┌─ Extracted records
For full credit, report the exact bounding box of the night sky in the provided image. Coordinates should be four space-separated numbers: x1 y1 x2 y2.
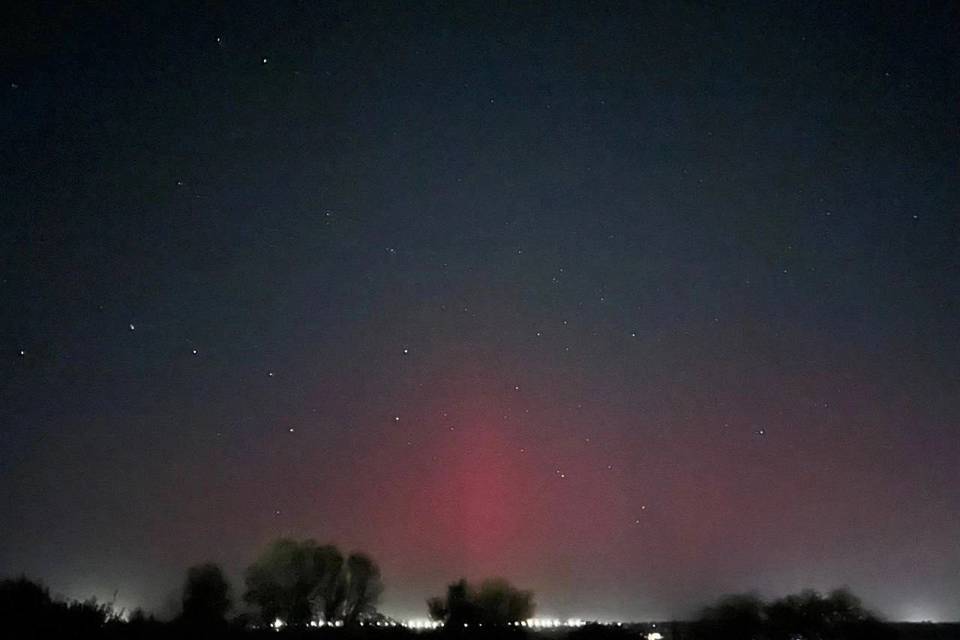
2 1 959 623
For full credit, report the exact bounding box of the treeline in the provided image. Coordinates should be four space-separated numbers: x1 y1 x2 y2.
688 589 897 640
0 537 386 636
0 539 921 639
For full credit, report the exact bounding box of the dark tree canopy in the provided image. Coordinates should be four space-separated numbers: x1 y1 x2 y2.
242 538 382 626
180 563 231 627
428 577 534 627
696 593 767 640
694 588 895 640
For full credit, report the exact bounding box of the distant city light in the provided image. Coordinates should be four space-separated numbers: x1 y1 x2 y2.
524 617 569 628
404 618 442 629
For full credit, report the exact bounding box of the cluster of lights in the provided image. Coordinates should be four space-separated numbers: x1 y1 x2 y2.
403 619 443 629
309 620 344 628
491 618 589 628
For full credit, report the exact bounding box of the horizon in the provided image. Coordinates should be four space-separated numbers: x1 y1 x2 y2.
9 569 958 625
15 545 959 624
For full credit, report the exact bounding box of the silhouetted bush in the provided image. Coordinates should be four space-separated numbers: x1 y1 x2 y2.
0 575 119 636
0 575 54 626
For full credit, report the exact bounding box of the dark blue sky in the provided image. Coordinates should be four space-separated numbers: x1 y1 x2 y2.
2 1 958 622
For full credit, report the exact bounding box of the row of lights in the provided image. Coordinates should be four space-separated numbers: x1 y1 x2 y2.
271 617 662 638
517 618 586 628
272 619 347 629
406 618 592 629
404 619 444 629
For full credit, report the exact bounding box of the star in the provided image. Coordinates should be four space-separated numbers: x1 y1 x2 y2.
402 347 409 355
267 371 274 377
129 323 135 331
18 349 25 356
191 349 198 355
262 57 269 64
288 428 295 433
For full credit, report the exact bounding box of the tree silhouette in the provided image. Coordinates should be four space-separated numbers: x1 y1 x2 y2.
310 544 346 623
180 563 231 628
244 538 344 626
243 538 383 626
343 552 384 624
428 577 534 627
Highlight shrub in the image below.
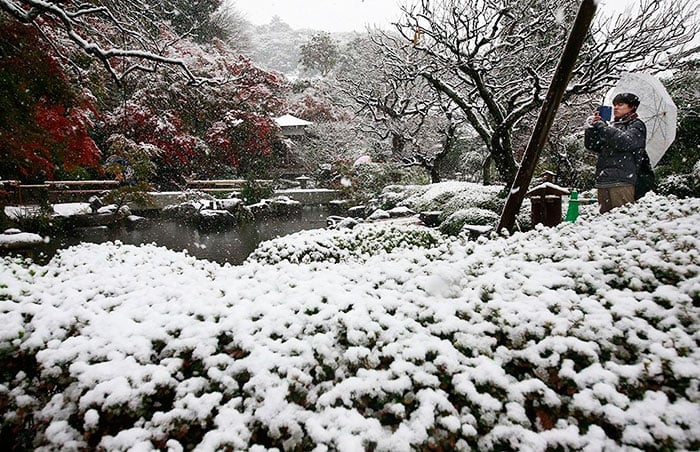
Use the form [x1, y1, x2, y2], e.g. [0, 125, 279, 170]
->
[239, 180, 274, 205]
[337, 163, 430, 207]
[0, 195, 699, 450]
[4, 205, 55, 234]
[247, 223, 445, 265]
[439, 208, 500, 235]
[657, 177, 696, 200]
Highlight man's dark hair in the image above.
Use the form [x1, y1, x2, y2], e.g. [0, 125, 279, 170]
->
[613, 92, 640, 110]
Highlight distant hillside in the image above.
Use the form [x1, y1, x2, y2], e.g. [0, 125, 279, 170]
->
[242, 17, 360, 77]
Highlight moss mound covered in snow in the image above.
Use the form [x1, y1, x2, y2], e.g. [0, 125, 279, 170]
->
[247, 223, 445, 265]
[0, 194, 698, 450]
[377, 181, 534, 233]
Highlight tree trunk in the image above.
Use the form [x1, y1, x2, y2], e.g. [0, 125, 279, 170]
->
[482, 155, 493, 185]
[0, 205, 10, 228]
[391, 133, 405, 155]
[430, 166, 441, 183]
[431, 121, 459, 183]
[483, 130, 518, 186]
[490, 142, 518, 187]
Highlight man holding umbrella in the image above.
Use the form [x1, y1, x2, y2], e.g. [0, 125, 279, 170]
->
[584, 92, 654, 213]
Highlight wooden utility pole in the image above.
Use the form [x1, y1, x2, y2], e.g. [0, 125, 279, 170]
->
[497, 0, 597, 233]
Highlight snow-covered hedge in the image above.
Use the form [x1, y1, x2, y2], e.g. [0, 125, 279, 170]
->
└─
Exercise aim.
Everything in the entries above should be transcribed exactly, apart from the pictures.

Written response.
For full credit, report the exact bounding box of the night sky in the provided image. Coordinates should be four space-separated numbers: x1 y1 x2 y2.
2 1 959 623
For full credit, report the exact bounding box of the treeline in the provided image. Coordinates should be four space-separated numbers: x1 y1 x2 y2.
688 589 897 640
0 537 386 636
0 539 921 639
For full credit, report the exact bounding box of the dark tree canopy in the provided image. Coordinates should be four space-separated numbers: x1 y1 x2 y2.
242 538 382 626
180 563 231 627
428 577 534 627
696 593 767 640
694 588 895 640
For full credit, report the exact bounding box of the distant city light in the provided image. Coordinates should be four space-separated numbers: x1 y1 x2 y2.
524 617 569 628
404 618 442 629
For full credit, report the exact bounding box of the cluster of lights in the provided image. Coordinates should be four space-separated numbers: x1 y1 x2 y2.
403 619 443 629
309 620 344 628
491 618 589 628
For full credit, report the exact bounding box of the horizon in the provided image. Coordinates should be four space-separated numbers: x1 y1 x2 y2.
9 569 958 625
15 545 959 624
For full credit, report the exact bounding box of the silhouetted bush in the provided image. Coordinates should be four space-separated numbers: x1 y1 x2 y2.
0 575 119 636
0 575 54 626
For full credit, report the exact bounding box of the dark blue sky in the provided image. Coordinates should be four space-separated numbers: x1 y1 x2 y2.
2 1 958 622
For full credit, report the exact bounding box of the row of lights in the provided image. Coordinates should be four space-separated numbers: x1 y1 x2 y2.
271 617 662 638
517 618 586 628
272 619 347 629
406 618 592 629
404 619 444 629
For full credit, report the exact bounding box of the star in the provided image. Coordinates should be four space-separated numbers: x1 y1 x2 y2.
402 347 409 355
267 371 274 377
129 323 135 331
18 349 25 356
191 349 198 355
262 57 269 64
288 428 295 433
For full credit, report the exact bounding box of the tree silhouette in the provided image. Coordinates should be four space-separated numbers: x1 y1 x2 y2.
310 544 346 623
180 563 231 628
244 538 344 626
243 538 383 626
343 552 384 624
428 577 534 627
Highlight shrub in the image below.
Use the form [x1, y1, x2, y2], e.g. [0, 125, 279, 170]
->
[239, 180, 274, 205]
[337, 163, 430, 207]
[0, 195, 699, 450]
[4, 205, 55, 234]
[247, 223, 445, 265]
[439, 208, 500, 235]
[657, 177, 696, 200]
Highlight man's dark hair in the image above.
Use the form [x1, y1, x2, y2], e.g. [0, 125, 279, 170]
->
[613, 92, 640, 110]
Highlight distant hillside in the image above.
Use the form [x1, y1, x2, y2], e.g. [0, 125, 279, 170]
->
[242, 17, 360, 77]
Highlight moss mound covered in snow in the image above.
Use the form [x1, y1, x2, y2], e.g. [0, 125, 279, 170]
->
[247, 223, 445, 265]
[0, 194, 698, 450]
[377, 181, 534, 233]
Highlight tree trunk in the image above.
Use the form [x1, y1, x2, y2], e.g. [0, 125, 279, 170]
->
[482, 155, 493, 185]
[0, 205, 10, 228]
[391, 133, 405, 155]
[430, 166, 441, 183]
[431, 121, 459, 183]
[483, 130, 518, 186]
[490, 142, 518, 187]
Highlight man holding umbrella in the image above.
Use the form [x1, y1, x2, y2], e.g. [0, 125, 279, 170]
->
[584, 92, 654, 213]
Highlight wooden utility pole in the image above.
Use the form [x1, y1, x2, y2], e.g. [0, 125, 279, 170]
->
[497, 0, 597, 233]
Highlight snow-covered hedge in the image above.
Use the form [x1, y1, x2, y2], e.g. [0, 125, 279, 170]
->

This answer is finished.